◆ **WHAT YOU ARE ASKED TO DO**
There is a line below that contains "of the gray". Please reproduce it and all following lines exactly, through the final one.

◆ **STORED DATA**
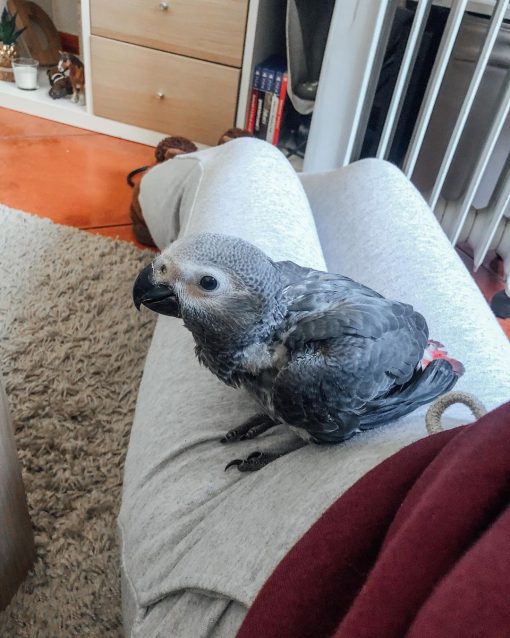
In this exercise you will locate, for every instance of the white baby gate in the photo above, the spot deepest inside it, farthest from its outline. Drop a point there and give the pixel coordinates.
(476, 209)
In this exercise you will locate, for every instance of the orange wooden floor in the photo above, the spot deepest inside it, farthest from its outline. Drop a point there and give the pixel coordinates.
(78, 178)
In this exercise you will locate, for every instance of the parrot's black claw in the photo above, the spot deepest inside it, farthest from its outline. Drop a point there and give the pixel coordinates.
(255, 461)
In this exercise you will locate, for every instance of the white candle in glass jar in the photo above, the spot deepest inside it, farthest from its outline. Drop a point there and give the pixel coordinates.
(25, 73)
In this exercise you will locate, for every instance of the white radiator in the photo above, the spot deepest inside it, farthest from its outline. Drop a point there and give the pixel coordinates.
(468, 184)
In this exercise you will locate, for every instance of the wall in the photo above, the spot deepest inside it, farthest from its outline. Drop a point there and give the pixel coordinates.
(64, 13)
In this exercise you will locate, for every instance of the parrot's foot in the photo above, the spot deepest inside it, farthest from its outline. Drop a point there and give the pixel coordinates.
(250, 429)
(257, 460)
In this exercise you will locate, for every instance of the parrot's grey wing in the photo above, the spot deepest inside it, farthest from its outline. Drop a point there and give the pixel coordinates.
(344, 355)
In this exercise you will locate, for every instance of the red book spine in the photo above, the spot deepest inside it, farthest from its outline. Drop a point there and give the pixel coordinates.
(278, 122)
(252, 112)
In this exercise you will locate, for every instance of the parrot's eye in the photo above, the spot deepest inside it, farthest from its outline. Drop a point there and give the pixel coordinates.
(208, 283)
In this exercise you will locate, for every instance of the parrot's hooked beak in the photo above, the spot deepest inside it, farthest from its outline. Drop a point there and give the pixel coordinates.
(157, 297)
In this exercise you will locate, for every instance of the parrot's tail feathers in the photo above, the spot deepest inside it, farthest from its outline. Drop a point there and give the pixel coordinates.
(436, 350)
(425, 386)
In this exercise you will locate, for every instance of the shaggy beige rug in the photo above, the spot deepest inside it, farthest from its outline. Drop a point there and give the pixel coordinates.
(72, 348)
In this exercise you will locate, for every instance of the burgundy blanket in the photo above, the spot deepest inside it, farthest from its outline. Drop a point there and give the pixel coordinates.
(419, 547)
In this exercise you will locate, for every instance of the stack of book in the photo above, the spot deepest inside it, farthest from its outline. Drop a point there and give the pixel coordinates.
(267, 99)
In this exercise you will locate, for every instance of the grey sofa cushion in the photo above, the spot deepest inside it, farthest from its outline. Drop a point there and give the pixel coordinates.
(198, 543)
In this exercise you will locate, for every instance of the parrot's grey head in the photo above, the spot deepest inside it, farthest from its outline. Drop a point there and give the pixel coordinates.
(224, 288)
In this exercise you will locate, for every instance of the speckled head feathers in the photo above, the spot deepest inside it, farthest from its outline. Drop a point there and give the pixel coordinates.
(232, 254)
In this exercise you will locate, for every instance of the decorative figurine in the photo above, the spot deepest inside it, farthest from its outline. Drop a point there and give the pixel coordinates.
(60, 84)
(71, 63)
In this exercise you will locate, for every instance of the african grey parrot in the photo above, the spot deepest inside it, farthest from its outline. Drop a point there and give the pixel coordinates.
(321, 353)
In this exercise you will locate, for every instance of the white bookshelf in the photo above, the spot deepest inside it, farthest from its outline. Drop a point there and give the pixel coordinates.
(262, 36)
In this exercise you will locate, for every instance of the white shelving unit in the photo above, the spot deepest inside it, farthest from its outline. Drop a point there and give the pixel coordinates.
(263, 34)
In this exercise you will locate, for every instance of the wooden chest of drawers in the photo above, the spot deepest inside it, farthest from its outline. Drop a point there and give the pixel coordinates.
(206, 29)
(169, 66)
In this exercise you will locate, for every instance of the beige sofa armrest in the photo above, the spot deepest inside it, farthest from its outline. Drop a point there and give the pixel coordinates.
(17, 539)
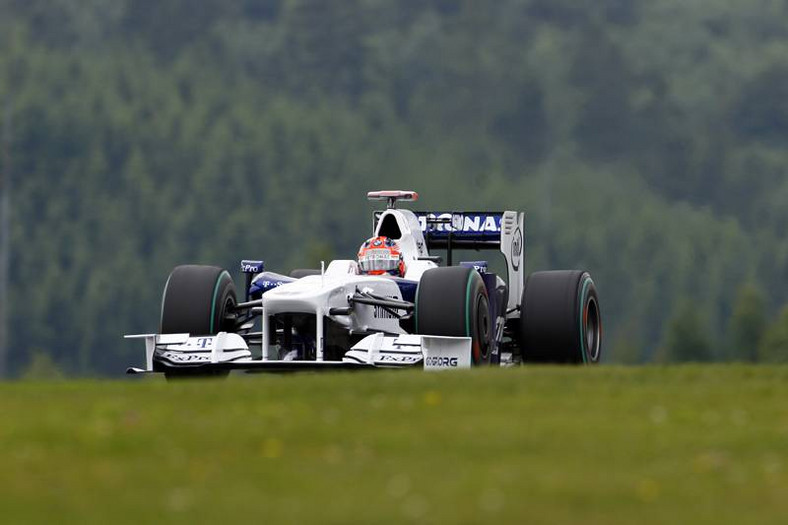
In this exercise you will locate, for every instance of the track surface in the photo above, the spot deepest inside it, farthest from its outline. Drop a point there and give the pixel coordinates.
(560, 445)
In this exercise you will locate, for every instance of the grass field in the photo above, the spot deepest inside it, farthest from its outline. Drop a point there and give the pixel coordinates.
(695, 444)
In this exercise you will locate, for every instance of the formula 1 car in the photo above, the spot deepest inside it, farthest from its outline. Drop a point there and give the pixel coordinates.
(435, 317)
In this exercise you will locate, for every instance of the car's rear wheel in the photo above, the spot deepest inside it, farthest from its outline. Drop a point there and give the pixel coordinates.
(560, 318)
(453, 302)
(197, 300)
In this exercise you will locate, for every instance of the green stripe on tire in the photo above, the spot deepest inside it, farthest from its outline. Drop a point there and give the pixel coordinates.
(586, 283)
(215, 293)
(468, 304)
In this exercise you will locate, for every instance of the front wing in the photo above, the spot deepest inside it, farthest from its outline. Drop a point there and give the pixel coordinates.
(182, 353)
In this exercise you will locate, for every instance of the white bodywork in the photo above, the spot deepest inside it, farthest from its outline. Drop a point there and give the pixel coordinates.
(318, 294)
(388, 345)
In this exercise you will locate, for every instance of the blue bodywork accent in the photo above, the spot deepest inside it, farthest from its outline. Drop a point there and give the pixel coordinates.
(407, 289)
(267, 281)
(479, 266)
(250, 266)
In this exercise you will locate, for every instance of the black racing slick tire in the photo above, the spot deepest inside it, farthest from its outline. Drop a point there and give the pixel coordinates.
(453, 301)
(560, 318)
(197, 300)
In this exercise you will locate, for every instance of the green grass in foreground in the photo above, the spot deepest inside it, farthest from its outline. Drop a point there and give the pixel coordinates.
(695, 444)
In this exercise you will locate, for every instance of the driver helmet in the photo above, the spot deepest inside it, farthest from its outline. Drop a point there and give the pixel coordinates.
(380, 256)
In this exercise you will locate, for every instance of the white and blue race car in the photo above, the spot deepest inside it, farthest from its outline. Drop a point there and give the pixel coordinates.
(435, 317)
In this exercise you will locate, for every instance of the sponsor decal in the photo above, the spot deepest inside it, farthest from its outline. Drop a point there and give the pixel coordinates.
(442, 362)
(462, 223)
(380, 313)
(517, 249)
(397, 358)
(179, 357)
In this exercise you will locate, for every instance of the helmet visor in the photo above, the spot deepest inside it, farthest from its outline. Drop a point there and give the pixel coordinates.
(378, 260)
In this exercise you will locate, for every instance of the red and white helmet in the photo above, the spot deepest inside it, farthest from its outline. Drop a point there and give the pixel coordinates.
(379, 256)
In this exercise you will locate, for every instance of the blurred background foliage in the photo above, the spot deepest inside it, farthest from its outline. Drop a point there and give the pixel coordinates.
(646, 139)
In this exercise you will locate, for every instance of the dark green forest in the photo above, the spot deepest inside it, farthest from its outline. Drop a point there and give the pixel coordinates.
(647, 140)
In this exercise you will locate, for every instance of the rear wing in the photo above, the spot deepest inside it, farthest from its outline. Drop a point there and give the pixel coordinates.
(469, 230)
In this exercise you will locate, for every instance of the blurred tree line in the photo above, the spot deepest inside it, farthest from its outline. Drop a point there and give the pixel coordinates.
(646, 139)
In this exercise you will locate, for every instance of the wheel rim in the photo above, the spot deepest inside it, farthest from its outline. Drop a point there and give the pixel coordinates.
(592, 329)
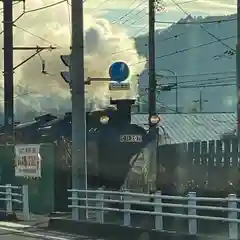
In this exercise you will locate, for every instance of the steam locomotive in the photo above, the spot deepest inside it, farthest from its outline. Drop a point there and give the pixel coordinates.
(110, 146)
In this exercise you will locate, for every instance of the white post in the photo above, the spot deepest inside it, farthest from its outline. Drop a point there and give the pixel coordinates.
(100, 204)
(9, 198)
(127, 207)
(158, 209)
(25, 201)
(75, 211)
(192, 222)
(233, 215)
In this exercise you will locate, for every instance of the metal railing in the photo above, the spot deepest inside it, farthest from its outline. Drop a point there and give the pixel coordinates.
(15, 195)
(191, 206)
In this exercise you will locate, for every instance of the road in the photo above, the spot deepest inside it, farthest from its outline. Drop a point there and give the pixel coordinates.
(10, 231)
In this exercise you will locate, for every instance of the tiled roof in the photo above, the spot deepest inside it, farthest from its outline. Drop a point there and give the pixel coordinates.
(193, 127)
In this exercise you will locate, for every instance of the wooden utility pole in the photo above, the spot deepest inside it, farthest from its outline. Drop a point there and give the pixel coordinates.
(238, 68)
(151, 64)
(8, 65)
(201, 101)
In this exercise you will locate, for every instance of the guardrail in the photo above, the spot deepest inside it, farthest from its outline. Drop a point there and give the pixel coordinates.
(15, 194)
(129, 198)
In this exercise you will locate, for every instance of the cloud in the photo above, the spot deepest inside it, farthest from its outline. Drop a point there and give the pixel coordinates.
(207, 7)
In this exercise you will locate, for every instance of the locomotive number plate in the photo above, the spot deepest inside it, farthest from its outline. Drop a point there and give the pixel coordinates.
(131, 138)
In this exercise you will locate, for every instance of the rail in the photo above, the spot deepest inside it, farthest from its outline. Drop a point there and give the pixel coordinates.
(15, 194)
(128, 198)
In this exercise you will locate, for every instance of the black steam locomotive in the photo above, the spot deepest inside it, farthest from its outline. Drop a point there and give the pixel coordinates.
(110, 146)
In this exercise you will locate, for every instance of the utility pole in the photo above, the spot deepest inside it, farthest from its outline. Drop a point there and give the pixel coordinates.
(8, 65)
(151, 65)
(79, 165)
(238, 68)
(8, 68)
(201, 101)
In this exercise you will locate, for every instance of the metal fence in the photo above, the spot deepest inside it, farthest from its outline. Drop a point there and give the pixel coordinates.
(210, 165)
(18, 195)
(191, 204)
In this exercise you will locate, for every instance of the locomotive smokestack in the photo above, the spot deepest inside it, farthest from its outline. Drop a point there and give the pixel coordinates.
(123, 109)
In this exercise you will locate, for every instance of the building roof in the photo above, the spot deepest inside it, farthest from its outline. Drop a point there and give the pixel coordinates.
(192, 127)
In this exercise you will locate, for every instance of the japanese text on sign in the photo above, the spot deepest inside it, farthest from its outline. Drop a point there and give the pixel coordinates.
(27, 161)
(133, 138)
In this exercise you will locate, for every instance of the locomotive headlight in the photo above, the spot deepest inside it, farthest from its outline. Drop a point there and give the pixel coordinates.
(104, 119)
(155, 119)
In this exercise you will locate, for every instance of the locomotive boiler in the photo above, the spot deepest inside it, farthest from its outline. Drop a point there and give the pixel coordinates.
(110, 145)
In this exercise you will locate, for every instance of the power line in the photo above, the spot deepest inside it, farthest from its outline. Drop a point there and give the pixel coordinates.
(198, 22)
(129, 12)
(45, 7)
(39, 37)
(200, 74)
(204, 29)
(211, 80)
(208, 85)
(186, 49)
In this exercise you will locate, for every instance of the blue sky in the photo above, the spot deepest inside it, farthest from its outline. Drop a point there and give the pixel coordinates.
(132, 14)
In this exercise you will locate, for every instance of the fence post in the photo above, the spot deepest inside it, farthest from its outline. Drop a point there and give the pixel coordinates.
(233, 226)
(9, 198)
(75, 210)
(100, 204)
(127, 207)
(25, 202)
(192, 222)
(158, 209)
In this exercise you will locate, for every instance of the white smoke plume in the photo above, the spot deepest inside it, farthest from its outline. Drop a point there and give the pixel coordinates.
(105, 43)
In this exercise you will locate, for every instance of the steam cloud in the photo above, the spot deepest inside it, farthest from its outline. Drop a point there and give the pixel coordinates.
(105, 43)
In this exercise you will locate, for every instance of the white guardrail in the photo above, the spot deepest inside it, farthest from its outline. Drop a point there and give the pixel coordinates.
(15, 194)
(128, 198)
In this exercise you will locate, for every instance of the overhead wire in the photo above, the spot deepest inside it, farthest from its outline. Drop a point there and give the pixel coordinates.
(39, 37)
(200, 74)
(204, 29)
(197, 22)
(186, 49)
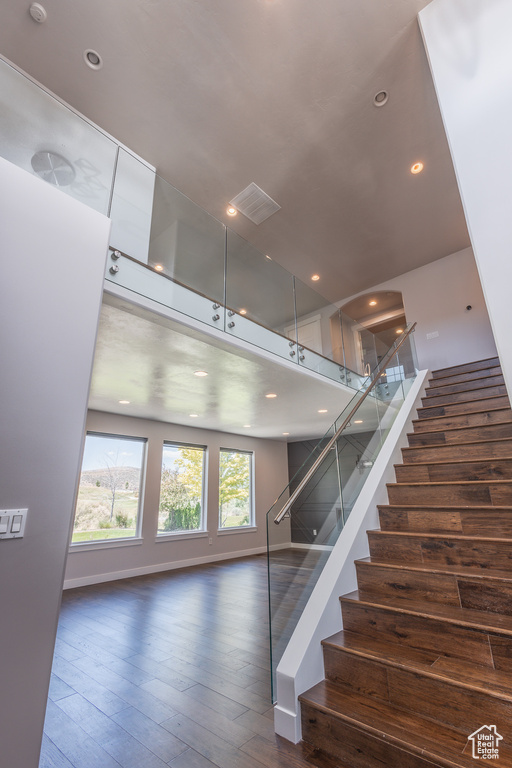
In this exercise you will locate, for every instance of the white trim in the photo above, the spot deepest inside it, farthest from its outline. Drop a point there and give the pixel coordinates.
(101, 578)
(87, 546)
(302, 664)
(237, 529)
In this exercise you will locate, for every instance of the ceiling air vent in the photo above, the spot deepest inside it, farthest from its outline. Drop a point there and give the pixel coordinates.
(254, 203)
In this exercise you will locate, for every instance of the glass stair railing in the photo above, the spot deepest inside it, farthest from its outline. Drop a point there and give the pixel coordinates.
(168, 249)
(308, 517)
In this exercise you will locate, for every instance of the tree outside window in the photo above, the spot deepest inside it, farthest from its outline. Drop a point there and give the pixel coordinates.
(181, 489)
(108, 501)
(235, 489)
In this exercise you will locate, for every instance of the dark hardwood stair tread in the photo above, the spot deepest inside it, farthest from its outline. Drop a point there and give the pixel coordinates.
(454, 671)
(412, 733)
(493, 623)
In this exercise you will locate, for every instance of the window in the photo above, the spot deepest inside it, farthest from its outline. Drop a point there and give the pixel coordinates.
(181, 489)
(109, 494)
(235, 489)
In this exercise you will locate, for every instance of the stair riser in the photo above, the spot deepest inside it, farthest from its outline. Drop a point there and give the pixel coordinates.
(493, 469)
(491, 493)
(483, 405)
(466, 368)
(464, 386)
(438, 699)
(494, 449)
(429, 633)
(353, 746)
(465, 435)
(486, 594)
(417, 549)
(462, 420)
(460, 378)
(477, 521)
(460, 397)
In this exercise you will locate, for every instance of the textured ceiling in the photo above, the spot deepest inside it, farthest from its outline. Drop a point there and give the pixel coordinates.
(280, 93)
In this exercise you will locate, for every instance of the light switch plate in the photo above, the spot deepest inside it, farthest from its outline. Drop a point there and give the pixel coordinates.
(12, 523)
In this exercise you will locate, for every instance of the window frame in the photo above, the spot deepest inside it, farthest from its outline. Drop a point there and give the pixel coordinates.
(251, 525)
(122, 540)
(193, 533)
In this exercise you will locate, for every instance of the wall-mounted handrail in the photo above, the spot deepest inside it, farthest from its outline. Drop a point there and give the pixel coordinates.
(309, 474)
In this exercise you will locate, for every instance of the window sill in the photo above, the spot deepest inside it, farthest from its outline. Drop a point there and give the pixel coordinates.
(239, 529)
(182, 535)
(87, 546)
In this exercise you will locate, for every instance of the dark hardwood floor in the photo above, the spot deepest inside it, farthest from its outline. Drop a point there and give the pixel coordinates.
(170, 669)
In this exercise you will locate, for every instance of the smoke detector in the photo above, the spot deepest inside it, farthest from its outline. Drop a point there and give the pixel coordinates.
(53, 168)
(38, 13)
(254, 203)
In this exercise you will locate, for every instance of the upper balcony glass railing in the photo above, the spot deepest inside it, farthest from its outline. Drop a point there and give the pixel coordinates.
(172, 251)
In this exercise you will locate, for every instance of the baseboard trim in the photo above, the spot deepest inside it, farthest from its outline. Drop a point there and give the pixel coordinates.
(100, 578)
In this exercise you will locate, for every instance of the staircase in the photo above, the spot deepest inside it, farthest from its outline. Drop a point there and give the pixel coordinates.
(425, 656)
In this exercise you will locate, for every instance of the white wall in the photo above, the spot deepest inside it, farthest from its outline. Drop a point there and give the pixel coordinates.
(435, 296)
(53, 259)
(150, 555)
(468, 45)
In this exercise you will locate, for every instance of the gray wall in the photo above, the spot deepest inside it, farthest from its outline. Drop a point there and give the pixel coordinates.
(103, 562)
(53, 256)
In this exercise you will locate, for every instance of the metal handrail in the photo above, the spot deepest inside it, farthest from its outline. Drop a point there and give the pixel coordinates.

◆ **OUTPUT FOR THIS TASK**
In this exercise you will locate, for every instance of the gray wall in the photo above, the spot deepest inside it, farthest from its outline. Drop a point there and give the pixel coordinates.
(103, 562)
(53, 256)
In this exercise you will locate, for every instance of the metal handrail in the photo above, the spot deepest inside it, farthest from its outline. Drop a point there and give the pixel coordinates.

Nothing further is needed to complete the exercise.